Instruction => Reproduce verbatim the passage of the youth and peacebuilding text between "Formal definitions are" and "as 20 – 24).", inclusive.

** start Text segment **

Youth and Peacebuilding
Dr. Roshan Danesh
University of British Columbia (Canada), the European Peace University (Austria), British Columbia Justice Institute.
Also, senior member of International Education for Peace Institute
INTRODUCTION
Humanity, throughout history, has disproportionately placed the burdens of war and violence on young people. With respect to children, political and legal discourse has recognized the need to completely do away with this tradition. For example, Article 38 of the United Nations Convention on the Rights of the Child obliges signatories to prevent children under 15 years of age from directly participating in hostilities, and the Optional Protocol to the Convention increases this age to those under 18.i Such international legal norms are accompanied by widespread political condemnation of the involvement of children in war. At the same time, developments in other sectors, including the emergence of the discipline of peace education, speak to the central role of children in the global project of achieving peace.
As age increases, however, there is less moral and conceptual certainty concerning the need to protect young people from the ravages of war and violence. After all, adolescents have been the prime life-blood feeding the machinery of war, and continue to play that role today. There is an undeniable human tradition of young people working as mandated violent actors.
The complete moral outrage with which international norms condemn the linking of children and violence reflects common and shared perceptions of the meaning and qualities of childhood. Most, if not all, cultures traditionally seek to safeguard the innocence of children, and recognize within children an affirmation of human capacities for goodness. Our perceptions of youth, however, are different. While social, cultural, and economic forces all contribute to young people being conscripted as agents of violence, these are reinforced by normative expectations in many societies and traditions that youth are – in some manner – inherently volatile, and even dangerous. As one scholar aptly observed in reference to one particular context, “the 'teenager' seems to have replaced the Communist as the appropriate target for public controversy and foreboding.”ii
Predominant images of youth and violence serve as justifications for using young people as soldiers. They often also serve to reinforce structures, practices, and policies aimed at containing expressions of youth violence -- excepting those expressly sanctioned such as war – so that such violence does not form a serious threat to the established order.
Viewing youth as agents of peace challenges these traditional images of youth in war and violence. As opposed to viewing youth as a period of life in which violent behavior is something to be channeled and checked –a re-conceptualization of the qualities of youth takes place and they are seen as essential to the challenges of building peace. Such a re-conceptualization remains, relatively speaking, in its infancy. Theorizing about youth and peace, and programs targeting youth as agents of building peace, remain underdeveloped aspects of the peace education field. Elements of the challenges and experiments in this development are discussed below.
DEFINITIONS
A core challenge in conceptualizing the role of youth in peacebuilding is the complexity of defining the category “youth”. The category can be defined in a number of ways, including through formal, functional, or social-psychological criteria.
Formal definitions are those that identify an age range, and classify every person who falls within that range as a “youth”. While obviously useful for programming and research purposes, it should be noted that there is significant lack of consensus on the appropriate age range. Most international bodies identify youths as individuals 15 – 24 years of age.iii However, this is by no means uniform. Lower-limit ages sometimes drop below 15, and upper-limits can increase into the 30s. The United Nations draws a further distinction between “teenagers” – (defined as 13 – 19) and “young adults” (defined as 20 – 24).

** end Text segment **
** start Dataset extract **

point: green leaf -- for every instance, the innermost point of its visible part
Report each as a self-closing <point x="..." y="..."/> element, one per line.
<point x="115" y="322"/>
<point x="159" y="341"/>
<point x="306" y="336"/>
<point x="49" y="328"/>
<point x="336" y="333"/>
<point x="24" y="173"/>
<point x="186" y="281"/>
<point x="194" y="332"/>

** end Dataset extract **

Exercise solution =>
Formal definitions are those that identify an age range, and classify every person who falls within that range as a “youth”. While obviously useful for programming and research purposes, it should be noted that there is significant lack of consensus on the appropriate age range. Most international bodies identify youths as individuals 15 – 24 years of age.iii However, this is by no means uniform. Lower-limit ages sometimes drop below 15, and upper-limits can increase into the 30s. The United Nations draws a further distinction between “teenagers” – (defined as 13 – 19) and “young adults” (defined as 20 – 24).